→ Dataset entries
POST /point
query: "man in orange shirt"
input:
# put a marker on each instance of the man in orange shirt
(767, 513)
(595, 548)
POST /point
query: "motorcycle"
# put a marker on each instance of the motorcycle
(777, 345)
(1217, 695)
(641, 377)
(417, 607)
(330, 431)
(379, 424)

→ Given problem
Rename every "marker" in the material above to "pin", and give all the lines again with nothing else changed.

→ Full solution
POST /point
query: "man in orange shirt"
input:
# put a pin on each instance of the man in orange shirt
(767, 513)
(595, 548)
POST /point
query: "motorcycle"
# put a pin on each instance of the motorcycle
(777, 345)
(1217, 695)
(641, 377)
(417, 607)
(330, 431)
(379, 424)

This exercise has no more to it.